• DIRECTIONS FOR THIS TASK:
Reproduce every one of the records below word for word, and leave the pictures out of your answer.

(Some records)
^^^^
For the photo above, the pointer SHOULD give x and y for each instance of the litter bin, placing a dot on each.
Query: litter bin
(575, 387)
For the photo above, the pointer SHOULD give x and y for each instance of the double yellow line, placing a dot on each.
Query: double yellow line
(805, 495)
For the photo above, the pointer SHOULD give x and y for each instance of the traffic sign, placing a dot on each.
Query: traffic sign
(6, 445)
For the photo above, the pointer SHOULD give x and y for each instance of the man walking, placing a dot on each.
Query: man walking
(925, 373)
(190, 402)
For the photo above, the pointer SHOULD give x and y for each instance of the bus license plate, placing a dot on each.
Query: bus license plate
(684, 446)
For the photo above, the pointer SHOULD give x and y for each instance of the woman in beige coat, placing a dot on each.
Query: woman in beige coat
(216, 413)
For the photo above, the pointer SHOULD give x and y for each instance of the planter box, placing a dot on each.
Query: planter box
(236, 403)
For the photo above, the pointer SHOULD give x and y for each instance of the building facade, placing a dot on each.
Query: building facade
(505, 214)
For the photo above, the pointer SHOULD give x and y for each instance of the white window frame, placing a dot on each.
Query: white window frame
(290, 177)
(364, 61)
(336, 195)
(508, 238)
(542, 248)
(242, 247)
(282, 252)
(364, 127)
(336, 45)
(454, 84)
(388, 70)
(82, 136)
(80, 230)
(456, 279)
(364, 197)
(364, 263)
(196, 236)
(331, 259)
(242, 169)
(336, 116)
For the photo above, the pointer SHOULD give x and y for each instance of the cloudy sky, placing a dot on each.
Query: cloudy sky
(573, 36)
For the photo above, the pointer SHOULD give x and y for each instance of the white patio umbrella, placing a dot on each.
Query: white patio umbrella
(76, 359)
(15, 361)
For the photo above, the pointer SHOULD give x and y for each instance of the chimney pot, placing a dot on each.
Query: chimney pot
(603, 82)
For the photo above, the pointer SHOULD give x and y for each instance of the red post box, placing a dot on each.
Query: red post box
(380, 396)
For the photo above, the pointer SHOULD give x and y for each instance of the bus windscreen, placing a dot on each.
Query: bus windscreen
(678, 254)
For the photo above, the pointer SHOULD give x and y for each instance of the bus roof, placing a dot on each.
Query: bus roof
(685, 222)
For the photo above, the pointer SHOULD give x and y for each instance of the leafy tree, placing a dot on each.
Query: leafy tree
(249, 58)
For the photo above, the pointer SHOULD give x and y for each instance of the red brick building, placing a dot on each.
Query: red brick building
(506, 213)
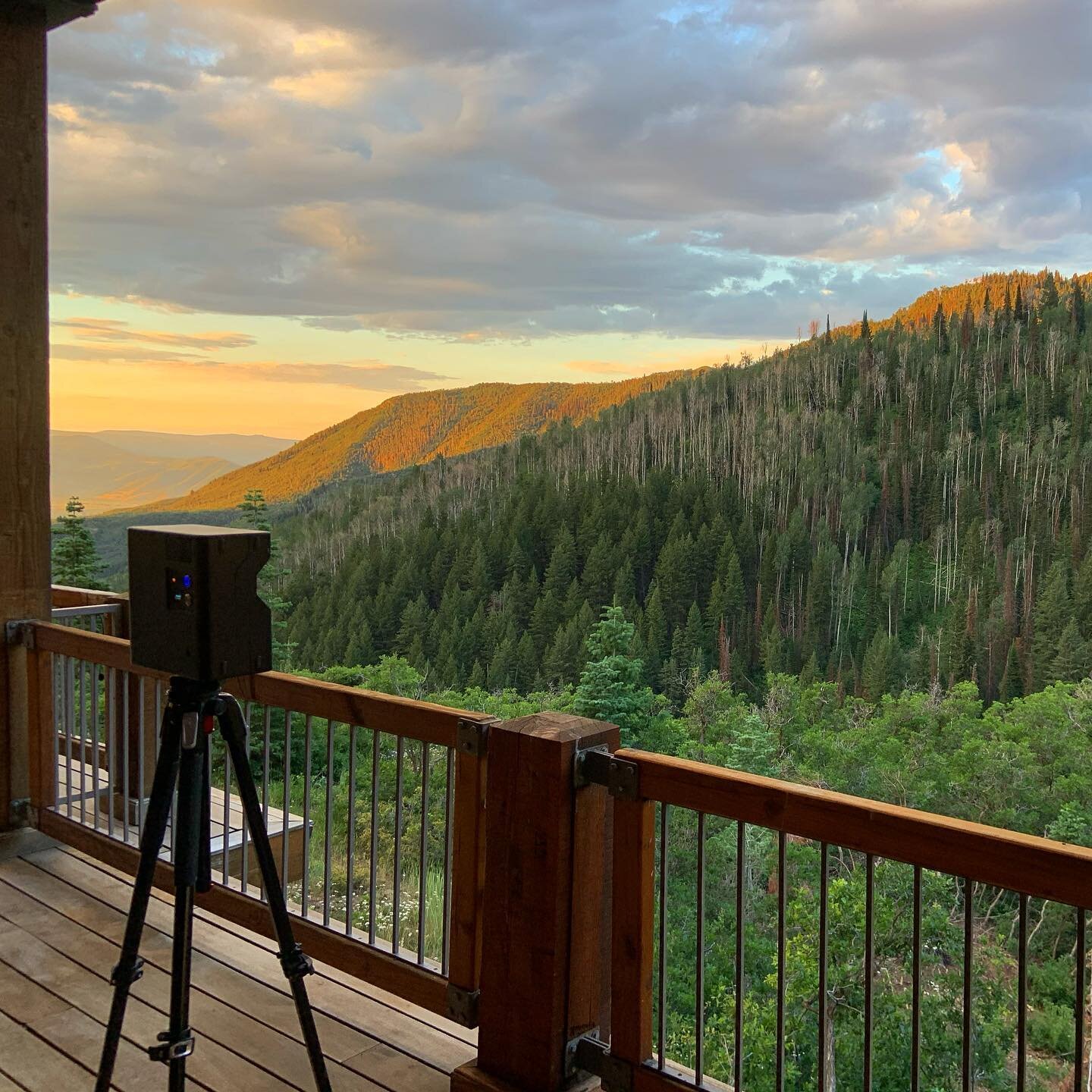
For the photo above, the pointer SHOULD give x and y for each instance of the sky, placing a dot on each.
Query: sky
(270, 214)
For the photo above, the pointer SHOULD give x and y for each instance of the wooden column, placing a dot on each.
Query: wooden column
(24, 376)
(544, 965)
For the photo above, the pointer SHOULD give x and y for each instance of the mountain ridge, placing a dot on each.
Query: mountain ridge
(415, 428)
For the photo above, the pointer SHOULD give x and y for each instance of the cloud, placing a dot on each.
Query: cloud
(360, 375)
(113, 330)
(526, 169)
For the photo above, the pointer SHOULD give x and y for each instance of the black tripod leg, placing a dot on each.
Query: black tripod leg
(294, 962)
(178, 1041)
(129, 967)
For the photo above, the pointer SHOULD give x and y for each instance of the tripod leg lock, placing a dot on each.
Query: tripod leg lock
(127, 974)
(171, 1050)
(295, 963)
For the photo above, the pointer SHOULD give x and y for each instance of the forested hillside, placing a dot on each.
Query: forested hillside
(905, 506)
(414, 428)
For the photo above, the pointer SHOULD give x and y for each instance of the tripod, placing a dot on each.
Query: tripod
(193, 710)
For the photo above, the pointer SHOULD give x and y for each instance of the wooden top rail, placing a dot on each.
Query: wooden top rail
(64, 596)
(399, 717)
(1035, 866)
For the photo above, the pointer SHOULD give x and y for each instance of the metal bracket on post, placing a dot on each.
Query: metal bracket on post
^^^^
• TASK OUTPUT:
For the photo above, the pointer SHOULD give x and y for each instance of the litter bin, placing a dot on each.
Query: litter bin
(575, 387)
For the photo above, the pointer SHOULD give x and y for each instance of the double yellow line, placing a dot on each.
Query: double yellow line
(805, 495)
For the photo above, the pointer SHOULD give x and y for each instance of the traffic sign, placing a dot on each.
Query: traffic sign
(6, 445)
For the photo above, the pointer SHOULD give x and y for each instance of the man walking, placing a dot on each.
Query: man walking
(925, 373)
(190, 402)
For the photo above, the pointer SHOULD give x and y for each instance of the bus license plate, placing a dot on each.
Query: bus license plate
(684, 446)
For the photo above, the pointer SHOULD give x and y for each instance of the woman in beige coat, placing a dot on each.
Query: woman in beige coat
(216, 413)
For the photo above, the pointer SHOULD give x and y for each instance of the planter box, placing a dot on each.
Query: planter box
(236, 403)
For the photo above, the pointer SHOULD give x and y for each instance of the building facade, placing a dot on each.
Query: building facade
(505, 214)
For the photo above, the pointer SHOULD give x and y for each instance of the white window frame, placing a dot on each.
Query: white window frame
(290, 177)
(364, 61)
(336, 195)
(508, 238)
(542, 248)
(242, 247)
(282, 252)
(364, 127)
(336, 45)
(454, 84)
(388, 70)
(82, 136)
(80, 230)
(456, 279)
(364, 197)
(364, 263)
(196, 236)
(331, 259)
(242, 169)
(336, 116)
For the photo above, the pointer SHOULD give x and y for each instance of the cloudy sky, placing a dot on each.
Query: cloudy sky
(573, 36)
For the photo above, the pointer SHOULD give x and y for each instance of the white patio umbrella, placing a dot on each.
Query: white patio umbrella
(76, 359)
(15, 361)
For the photo above, the pointer SHOULD give x and y for each instance of the chimney pot, placing a dot on each.
Query: chimney pot
(603, 82)
For the photo above, the pointer SHOULD give x and y for each instance of the red post box, placing a dot on each.
Query: red post box
(380, 396)
For the photo above, the pointer SHOULD give x and y for each instance of the bus windscreen, placing a dot on each.
Query: bus windscreen
(678, 254)
For the photo above, the pointer SHOULD give x and y for each instance of the bus roof, placing a dot on each.
Query: bus roof
(685, 222)
For the photo above, the pointer SHOULD give x and y for each instance of the leafy tree, placing a dot on each.
Query: leafy tree
(249, 58)
For the photo above, the pointer SHOULD give x and y for each instance of the red brick building, placing a dot on each.
Query: red brick building
(506, 213)
For the photo above, the pointer SHOULD give x and y for each instance of the sky, placing a dot on each.
Query: sky
(270, 214)
For the photo above, the pointer SHOULD give x and y for each instance of the wooden column, placing a dot on each.
Query: wooden column
(24, 376)
(544, 965)
For the photo above, the pointer SHOULD give x and y for each instance of the mountain ridge, placing a dot on each.
Query: mountain ridge
(415, 428)
For the photo above, the pointer SHOULD give x and y for each instance of the cloud, placing a dot on each.
Query: cloud
(360, 375)
(113, 330)
(526, 169)
For the photo above, the pointer SHOULD give x and y for each instance of the black tripod leg, placing a dot on each.
Query: black tripod leg
(294, 962)
(178, 1041)
(129, 967)
For the photo above, the pointer SHOULD give x and y for each instance of the tripod leg lock, placing a dot on each.
Query: tripod leg lock
(127, 974)
(171, 1050)
(295, 963)
For the photo above, the pointer SHOULD give x and y for each instance of the forested hillside, placing a dot on each.
Query: forested hillside
(905, 506)
(414, 428)
For the photo above, the pointer SHOULD give x and y for each instance of the tripod, placing a dot on each.
Query: tripod
(193, 710)
For the photo above, the pointer SHOULD give x and y for each instance of the wooden top rail, placing a dot on each.
Query: wooden top rail
(64, 596)
(399, 717)
(1035, 866)
For the photo above, the pointer SHOULD give x and y for each instance of the metal bracket on post, placing a dot on each.
Query: metal bracket on post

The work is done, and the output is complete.